Point-based annotation data
((

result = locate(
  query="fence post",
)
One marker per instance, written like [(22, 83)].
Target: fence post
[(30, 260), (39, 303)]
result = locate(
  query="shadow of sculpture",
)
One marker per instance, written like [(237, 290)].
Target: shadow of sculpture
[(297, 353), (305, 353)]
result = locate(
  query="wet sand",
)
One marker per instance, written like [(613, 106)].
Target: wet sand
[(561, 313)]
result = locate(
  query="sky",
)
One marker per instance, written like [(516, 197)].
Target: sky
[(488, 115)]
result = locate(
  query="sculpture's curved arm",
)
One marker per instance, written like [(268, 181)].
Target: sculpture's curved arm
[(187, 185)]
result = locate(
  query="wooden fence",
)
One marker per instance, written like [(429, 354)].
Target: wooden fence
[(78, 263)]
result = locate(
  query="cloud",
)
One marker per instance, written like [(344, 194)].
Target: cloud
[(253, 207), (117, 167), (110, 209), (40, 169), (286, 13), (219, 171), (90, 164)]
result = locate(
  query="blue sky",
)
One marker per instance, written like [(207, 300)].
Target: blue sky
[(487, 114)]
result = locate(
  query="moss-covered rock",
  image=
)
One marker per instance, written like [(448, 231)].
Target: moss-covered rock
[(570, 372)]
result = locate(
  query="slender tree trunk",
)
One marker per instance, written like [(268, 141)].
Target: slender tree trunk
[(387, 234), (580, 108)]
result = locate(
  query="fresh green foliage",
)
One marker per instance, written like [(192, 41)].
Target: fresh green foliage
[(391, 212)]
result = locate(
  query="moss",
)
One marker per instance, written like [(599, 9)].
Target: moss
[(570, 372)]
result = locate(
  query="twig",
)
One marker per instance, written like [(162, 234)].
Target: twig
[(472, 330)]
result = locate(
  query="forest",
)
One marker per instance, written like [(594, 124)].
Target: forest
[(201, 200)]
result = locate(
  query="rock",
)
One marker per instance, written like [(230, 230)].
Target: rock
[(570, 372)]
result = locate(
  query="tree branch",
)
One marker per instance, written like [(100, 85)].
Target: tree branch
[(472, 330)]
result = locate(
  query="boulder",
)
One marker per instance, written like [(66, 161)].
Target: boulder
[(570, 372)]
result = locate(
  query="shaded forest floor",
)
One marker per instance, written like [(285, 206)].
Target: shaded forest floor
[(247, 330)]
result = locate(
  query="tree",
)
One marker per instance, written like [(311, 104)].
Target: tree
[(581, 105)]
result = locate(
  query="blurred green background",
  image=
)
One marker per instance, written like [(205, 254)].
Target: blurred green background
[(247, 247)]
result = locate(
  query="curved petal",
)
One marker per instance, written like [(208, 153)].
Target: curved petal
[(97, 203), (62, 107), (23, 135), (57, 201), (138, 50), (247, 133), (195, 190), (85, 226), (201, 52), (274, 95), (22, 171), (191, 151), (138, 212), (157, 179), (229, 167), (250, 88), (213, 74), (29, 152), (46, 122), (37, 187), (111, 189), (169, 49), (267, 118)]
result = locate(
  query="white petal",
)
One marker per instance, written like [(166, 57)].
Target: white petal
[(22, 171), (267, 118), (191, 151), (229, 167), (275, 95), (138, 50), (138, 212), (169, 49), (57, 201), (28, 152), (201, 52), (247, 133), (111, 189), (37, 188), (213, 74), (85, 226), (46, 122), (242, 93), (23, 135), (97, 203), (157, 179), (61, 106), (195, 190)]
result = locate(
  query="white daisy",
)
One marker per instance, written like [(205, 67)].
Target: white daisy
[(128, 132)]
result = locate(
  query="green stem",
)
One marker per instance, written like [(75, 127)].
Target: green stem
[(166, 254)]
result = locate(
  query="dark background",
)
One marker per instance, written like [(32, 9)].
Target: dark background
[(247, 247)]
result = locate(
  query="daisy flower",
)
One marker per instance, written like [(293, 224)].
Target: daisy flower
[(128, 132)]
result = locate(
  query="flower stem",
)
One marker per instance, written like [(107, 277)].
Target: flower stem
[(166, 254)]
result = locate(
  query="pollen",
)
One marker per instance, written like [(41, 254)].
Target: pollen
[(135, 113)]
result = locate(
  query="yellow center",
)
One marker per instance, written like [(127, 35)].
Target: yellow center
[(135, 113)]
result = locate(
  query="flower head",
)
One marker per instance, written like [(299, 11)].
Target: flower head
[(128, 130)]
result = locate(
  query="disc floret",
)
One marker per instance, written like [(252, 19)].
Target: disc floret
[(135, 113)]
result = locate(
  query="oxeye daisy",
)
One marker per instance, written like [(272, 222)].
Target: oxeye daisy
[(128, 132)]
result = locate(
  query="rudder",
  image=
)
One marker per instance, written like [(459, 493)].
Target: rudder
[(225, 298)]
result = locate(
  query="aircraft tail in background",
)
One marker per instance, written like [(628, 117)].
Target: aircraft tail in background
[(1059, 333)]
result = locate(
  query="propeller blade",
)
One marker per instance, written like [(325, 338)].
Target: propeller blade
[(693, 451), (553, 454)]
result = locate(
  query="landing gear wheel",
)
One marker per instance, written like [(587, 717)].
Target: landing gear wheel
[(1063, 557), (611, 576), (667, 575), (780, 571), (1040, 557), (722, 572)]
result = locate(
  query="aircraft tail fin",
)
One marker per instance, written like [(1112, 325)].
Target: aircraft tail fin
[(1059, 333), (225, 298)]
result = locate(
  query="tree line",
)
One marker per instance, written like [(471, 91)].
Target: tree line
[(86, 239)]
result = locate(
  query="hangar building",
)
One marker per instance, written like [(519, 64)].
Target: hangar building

))

• **STATED EXERCISE**: Copy every one of the rows above, word for word.

• **EXERCISE RESULT**:
result = locate(
  query="fence post",
)
One marker per instance, written like [(22, 83)].
Target: fence post
[(30, 260), (39, 303)]
result = locate(
  query="shadow of sculpture",
)
One marker per instance, written like [(237, 290)].
Target: shadow of sculpture
[(297, 353), (305, 353)]
result = locate(
  query="wet sand",
)
One marker per instance, written like [(613, 106)].
Target: wet sand
[(561, 313)]
result = locate(
  query="sky",
)
One marker per instance, written like [(516, 197)].
Target: sky
[(488, 115)]
result = locate(
  query="sculpture's curved arm",
)
One marker per instance, written like [(268, 181)].
Target: sculpture's curved arm
[(187, 185)]
result = locate(
  query="wooden fence",
)
One marker per instance, written like [(429, 354)].
Target: wooden fence
[(78, 263)]
result = locate(
  query="cloud",
)
One marker per instance, written like [(344, 194)].
Target: cloud
[(253, 207), (117, 167), (110, 209), (40, 169), (286, 13), (219, 171), (90, 164)]
result = locate(
  query="blue sky",
)
One marker per instance, written like [(207, 300)].
Target: blue sky
[(487, 114)]
result = locate(
  query="moss-covered rock",
  image=
)
One marker per instance, written like [(448, 231)].
Target: moss-covered rock
[(570, 372)]
result = locate(
  query="slender tree trunk",
)
One marker per instance, written like [(268, 141)].
Target: slender tree trunk
[(387, 234), (580, 108)]
result = locate(
  query="fresh green foliage",
)
One marker per instance, written like [(192, 41)].
Target: fresh green foliage
[(391, 212)]
result = locate(
  query="moss",
)
One marker per instance, written like [(599, 9)].
Target: moss
[(570, 372)]
result = locate(
  query="twig",
)
One marker per instance, written like [(162, 234)].
Target: twig
[(472, 330)]
result = locate(
  query="forest",
)
One marker per instance, written like [(594, 124)].
Target: forest
[(201, 200)]
result = locate(
  query="rock",
)
One marker per instance, written like [(230, 230)].
Target: rock
[(570, 372)]
result = locate(
  query="tree branch",
)
One marker per instance, written like [(100, 85)].
Target: tree branch
[(472, 330)]
result = locate(
  query="boulder",
)
One marker per instance, written like [(66, 161)].
Target: boulder
[(570, 372)]
result = locate(
  query="shaded forest floor",
)
One marker per instance, written like [(285, 206)].
Target: shaded forest floor
[(247, 330)]
result = locate(
  query="tree",
)
One marker per instance, written like [(311, 104)].
Target: tree
[(581, 105)]
result = locate(
  query="blurred green background",
  image=
)
One marker per instance, written like [(205, 254)].
Target: blurred green background
[(247, 247)]
result = locate(
  query="curved petal",
)
One marker per instance, written like [(208, 153)].
Target: curved petal
[(97, 203), (62, 107), (23, 135), (57, 201), (138, 50), (247, 133), (195, 190), (85, 226), (201, 52), (274, 95), (22, 171), (191, 151), (138, 212), (157, 179), (229, 167), (250, 88), (213, 74), (29, 152), (46, 122), (37, 187), (111, 189), (169, 49), (267, 118)]
result = locate(
  query="white petal",
)
One marker per instance, written like [(166, 57)].
Target: white petal
[(22, 171), (267, 118), (191, 151), (229, 167), (275, 95), (138, 50), (138, 212), (169, 49), (57, 201), (28, 152), (201, 52), (247, 133), (111, 189), (37, 188), (213, 74), (85, 226), (46, 122), (242, 93), (23, 135), (97, 203), (157, 179), (61, 106), (195, 190)]
result = locate(
  query="white daisy",
)
One marker per instance, written like [(205, 67)].
Target: white daisy
[(128, 132)]
result = locate(
  query="green stem",
)
One marker per instance, written like [(75, 127)].
Target: green stem
[(166, 254)]
result = locate(
  query="dark background",
)
One marker per instance, written like [(32, 9)].
Target: dark background
[(247, 247)]
result = locate(
  query="daisy flower",
)
One marker per instance, written like [(293, 224)].
Target: daisy flower
[(128, 132)]
result = locate(
  query="flower stem",
)
One marker per instance, written like [(107, 277)].
Target: flower stem
[(166, 254)]
result = locate(
  query="pollen",
)
One marker per instance, written like [(41, 254)].
Target: pollen
[(135, 113)]
result = locate(
  query="yellow center",
)
One marker per instance, written like [(127, 35)].
Target: yellow center
[(135, 113)]
result = locate(
  query="flower head",
)
One marker per instance, written like [(299, 11)].
Target: flower head
[(128, 130)]
result = locate(
  query="disc floret",
)
One marker per instance, written like [(252, 19)].
Target: disc floret
[(135, 113)]
result = locate(
  query="oxeye daisy",
)
One marker per instance, written like [(272, 222)].
Target: oxeye daisy
[(128, 132)]
result = locate(
  query="rudder",
  image=
)
One marker per instance, written like [(459, 493)].
Target: rudder
[(225, 298)]
result = locate(
  query="aircraft tail in background",
)
One marker per instance, written like [(628, 117)].
Target: aircraft tail in background
[(1059, 333)]
result = locate(
  query="propeller blade",
)
One marker per instance, written like [(325, 338)].
Target: propeller blade
[(693, 451), (553, 454)]
result = locate(
  query="landing gear wheel",
)
One marker per instance, written like [(587, 717)].
Target: landing gear wheel
[(1063, 557), (611, 576), (667, 575), (780, 571), (1040, 557), (722, 572)]
result = locate(
  query="aircraft tail fin",
)
One marker per instance, written like [(1112, 325)].
Target: aircraft tail fin
[(1059, 333), (225, 298)]
result = locate(
  query="tree line",
)
One marker per instance, written like [(471, 91)].
Target: tree line
[(86, 239)]
result = locate(
  query="hangar building",
)
One marker per instance, written like [(519, 64)].
Target: hangar building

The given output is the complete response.